== PROBLEM TO WORK ON ==
In the forum thread below, condense the paragraph starting "I expect to see about 20 and 9" into a short bulleted list that keeps its main facts.

== DOCUMENT EXTRACT ==

# What do you expect from Eddy now?



## Da Grinch (Aug 17, 2002)

For this upcoming season and in his prime.


----------



## HB (May 1, 2004)

20, 10.

He needs to improve on the rebounding part and also learn to stay out of foul trouble.


----------



## Krstic All-Star (Mar 9, 2005)

What I expect to see and what I want to see are two very different things. 

I expect to see about 20 and 9, but I want to see at least 10-11 rpg, and have a percentage of those not come from missed FTs, which are stat-padding and not a measure of actual rebounding ability. I really want to see him get to about 2 bpg, and average more assists than turnovers as well.


----------



## alphaorange (Jul 2, 2006)

*Agree in principle with Krstic*

I expect to see 22 and 7.5. What the Knicks NEED to see is 9+ boards and an improved passing and defensive game. He'll never be Oakley with his defense and he'll never be a passer like Shaq, but he absolutely must get MUCH better than he is. 22 ppg with the rest of his game unchanged will NOT make the Knicks a winner but 20 ppg with a better all around game will certainly be big.

[Dataset excerpt]
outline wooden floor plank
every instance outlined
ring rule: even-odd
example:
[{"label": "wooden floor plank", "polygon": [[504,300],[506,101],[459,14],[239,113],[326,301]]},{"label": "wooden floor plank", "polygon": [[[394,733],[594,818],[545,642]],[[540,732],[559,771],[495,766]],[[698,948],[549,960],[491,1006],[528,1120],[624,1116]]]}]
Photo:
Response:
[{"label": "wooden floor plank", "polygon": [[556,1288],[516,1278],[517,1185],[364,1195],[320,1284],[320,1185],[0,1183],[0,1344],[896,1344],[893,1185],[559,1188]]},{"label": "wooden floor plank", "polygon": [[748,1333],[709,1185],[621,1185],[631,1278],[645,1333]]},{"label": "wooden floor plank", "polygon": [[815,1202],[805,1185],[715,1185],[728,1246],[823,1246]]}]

==

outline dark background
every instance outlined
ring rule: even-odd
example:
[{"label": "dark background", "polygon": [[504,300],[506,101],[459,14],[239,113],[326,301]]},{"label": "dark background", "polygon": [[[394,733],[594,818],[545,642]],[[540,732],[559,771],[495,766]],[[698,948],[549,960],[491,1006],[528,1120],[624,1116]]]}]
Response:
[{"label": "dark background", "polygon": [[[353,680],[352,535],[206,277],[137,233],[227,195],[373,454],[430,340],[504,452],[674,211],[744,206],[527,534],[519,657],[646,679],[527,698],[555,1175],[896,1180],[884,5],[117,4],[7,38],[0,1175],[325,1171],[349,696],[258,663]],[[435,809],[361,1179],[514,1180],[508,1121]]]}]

* * *

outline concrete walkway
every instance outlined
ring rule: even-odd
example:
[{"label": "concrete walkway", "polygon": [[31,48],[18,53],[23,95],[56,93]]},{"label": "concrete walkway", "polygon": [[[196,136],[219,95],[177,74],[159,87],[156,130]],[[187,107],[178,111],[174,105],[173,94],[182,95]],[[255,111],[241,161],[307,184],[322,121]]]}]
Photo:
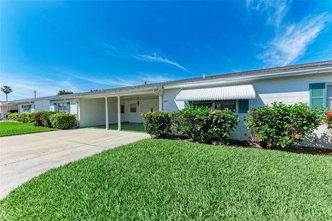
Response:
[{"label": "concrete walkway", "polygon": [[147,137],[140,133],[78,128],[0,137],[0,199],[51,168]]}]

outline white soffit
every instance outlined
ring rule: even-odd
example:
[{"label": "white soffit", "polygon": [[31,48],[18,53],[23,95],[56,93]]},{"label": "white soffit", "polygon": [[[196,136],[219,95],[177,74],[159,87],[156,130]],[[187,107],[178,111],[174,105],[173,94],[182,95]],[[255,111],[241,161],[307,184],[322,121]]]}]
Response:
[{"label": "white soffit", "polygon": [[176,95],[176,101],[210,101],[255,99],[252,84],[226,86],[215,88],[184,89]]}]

== FULL RESPONSE ==
- Expects about 20 and 9.
- Wants at least 10–11 rebounds per game, with a share of them not coming from missed free throws, which are stat-padding rather than a measure of real rebounding ability.
- Wants him to reach about 2 blocks per game.
- Wants him to average more assists than turnovers.